_Challenge_.
Return the items below unchanged, beginning at the line that contains "# point at: raised white-gloved" and ending after the line that contains "x=109, y=401".

_Material supplied_.
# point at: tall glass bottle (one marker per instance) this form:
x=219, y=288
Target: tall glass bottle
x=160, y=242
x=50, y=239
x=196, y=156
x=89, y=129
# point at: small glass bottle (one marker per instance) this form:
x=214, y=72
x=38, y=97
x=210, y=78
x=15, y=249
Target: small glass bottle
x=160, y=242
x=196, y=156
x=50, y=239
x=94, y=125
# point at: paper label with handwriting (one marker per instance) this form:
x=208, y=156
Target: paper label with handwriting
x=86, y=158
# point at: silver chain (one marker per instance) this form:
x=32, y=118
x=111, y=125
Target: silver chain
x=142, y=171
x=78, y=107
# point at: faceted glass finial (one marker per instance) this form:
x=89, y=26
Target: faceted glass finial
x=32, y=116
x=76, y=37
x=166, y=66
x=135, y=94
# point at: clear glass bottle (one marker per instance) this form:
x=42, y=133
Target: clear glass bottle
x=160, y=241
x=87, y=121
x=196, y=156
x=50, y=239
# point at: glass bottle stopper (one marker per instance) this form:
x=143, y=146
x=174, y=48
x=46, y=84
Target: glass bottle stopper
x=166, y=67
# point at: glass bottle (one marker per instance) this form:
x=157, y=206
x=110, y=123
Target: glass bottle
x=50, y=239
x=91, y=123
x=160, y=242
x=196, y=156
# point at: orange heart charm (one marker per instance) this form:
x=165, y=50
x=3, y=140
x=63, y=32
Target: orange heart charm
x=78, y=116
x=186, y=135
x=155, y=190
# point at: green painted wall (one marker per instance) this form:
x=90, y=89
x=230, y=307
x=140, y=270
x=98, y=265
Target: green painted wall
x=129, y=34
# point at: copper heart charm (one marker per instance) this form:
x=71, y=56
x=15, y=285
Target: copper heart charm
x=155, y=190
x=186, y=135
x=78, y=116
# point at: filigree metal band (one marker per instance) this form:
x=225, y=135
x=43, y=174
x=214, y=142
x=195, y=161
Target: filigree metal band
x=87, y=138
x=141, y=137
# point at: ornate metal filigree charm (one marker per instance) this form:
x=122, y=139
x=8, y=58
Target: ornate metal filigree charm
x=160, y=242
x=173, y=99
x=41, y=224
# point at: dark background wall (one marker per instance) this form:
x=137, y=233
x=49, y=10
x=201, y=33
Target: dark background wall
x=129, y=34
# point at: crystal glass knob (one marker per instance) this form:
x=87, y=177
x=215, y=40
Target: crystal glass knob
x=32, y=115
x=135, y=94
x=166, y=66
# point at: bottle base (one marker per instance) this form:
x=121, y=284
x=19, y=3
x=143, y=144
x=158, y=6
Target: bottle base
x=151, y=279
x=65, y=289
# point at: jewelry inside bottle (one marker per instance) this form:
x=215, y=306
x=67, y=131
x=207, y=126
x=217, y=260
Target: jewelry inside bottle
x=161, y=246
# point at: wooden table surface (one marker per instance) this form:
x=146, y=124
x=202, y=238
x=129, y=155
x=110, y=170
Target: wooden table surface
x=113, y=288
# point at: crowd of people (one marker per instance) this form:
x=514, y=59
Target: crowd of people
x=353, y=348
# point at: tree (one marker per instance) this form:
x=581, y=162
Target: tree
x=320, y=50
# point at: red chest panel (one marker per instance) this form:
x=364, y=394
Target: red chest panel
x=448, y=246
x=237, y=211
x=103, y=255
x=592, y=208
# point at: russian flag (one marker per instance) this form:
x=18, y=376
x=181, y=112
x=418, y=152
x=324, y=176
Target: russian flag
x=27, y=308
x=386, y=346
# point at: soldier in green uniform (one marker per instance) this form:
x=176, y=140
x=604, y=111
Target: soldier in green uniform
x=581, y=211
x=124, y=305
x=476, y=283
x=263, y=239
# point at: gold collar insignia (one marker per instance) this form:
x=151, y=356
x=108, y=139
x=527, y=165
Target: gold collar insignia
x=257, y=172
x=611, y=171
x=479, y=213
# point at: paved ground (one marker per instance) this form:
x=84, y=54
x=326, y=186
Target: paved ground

==

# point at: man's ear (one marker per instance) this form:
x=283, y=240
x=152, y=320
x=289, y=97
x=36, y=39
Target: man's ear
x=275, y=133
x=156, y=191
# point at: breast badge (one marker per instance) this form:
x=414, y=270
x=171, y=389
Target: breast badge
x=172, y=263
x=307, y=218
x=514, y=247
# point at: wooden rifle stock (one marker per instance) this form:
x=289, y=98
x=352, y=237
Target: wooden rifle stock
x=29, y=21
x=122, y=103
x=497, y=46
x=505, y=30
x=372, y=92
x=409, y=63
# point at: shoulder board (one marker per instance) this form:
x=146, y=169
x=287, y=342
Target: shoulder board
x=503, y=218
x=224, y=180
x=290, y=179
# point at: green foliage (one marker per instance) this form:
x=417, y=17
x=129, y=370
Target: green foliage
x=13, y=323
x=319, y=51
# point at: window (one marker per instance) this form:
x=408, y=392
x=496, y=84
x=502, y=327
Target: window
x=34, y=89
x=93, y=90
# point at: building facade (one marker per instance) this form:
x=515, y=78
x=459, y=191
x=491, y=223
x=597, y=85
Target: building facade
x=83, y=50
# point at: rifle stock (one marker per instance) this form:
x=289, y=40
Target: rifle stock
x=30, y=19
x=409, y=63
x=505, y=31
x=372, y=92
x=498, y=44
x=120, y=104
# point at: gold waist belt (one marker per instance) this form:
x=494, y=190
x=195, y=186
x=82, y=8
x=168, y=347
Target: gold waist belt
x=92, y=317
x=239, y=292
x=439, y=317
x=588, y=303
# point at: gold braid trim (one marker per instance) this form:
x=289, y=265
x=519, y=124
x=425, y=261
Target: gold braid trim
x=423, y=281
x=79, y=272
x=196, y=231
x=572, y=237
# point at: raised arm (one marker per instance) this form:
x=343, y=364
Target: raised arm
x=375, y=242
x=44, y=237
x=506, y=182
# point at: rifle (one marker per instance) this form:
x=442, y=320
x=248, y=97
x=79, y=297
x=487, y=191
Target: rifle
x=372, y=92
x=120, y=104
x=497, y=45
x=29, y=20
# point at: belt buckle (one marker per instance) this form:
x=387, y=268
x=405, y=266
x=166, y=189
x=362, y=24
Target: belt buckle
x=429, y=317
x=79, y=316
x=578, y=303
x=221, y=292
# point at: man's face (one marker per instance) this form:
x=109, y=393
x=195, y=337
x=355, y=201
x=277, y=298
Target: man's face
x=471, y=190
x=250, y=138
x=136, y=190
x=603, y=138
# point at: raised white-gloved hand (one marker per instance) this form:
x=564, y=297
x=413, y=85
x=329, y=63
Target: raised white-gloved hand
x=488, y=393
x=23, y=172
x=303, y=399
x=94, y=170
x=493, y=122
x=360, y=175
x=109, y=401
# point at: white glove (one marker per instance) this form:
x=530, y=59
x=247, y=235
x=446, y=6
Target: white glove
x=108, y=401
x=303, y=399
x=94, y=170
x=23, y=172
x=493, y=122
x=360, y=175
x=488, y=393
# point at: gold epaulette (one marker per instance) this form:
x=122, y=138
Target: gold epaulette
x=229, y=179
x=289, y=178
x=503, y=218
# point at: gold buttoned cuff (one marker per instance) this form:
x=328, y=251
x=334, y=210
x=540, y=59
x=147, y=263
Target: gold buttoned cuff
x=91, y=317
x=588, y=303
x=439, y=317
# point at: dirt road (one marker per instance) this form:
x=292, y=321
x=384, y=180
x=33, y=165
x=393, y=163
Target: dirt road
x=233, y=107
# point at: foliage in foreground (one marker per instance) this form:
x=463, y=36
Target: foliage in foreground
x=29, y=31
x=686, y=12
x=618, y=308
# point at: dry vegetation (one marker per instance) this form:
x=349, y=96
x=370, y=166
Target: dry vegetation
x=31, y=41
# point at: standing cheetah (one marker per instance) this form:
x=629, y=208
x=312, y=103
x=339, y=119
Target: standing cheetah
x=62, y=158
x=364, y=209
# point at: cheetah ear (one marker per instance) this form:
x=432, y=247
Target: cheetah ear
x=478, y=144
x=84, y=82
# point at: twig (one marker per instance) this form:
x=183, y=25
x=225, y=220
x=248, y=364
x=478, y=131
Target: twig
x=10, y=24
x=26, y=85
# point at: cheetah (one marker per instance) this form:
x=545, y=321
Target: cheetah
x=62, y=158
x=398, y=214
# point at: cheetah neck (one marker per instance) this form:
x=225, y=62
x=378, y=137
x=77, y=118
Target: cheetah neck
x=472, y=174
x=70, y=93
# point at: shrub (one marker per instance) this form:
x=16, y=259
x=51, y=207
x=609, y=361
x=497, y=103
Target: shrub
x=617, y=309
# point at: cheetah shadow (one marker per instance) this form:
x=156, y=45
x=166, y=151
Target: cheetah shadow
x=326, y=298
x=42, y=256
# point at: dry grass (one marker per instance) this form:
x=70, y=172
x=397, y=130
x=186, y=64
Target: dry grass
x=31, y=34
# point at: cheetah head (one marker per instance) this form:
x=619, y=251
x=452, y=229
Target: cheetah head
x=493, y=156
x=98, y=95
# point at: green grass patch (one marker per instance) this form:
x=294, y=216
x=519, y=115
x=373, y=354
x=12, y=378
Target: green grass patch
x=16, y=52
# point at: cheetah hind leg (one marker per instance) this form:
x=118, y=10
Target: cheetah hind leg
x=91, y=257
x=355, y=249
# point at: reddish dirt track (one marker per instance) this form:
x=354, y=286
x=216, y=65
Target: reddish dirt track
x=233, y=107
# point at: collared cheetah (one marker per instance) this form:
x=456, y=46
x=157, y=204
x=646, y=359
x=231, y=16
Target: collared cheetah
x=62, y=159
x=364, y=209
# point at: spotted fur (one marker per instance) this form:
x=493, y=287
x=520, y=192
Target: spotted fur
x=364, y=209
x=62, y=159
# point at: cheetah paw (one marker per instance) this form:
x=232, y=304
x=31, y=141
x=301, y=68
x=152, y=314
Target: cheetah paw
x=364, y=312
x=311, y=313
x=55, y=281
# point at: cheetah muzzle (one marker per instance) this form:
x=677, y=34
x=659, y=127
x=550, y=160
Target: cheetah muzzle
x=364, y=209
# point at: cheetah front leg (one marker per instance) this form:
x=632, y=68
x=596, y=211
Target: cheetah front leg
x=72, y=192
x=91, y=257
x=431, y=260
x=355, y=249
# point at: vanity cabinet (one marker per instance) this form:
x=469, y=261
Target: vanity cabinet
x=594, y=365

_Response to this exercise_.
# point at: raised white-gloved hand (one marker per instance) this form:
x=564, y=297
x=413, y=85
x=329, y=63
Target: raised white-gloved hand
x=488, y=393
x=23, y=172
x=303, y=399
x=94, y=170
x=493, y=122
x=360, y=175
x=109, y=401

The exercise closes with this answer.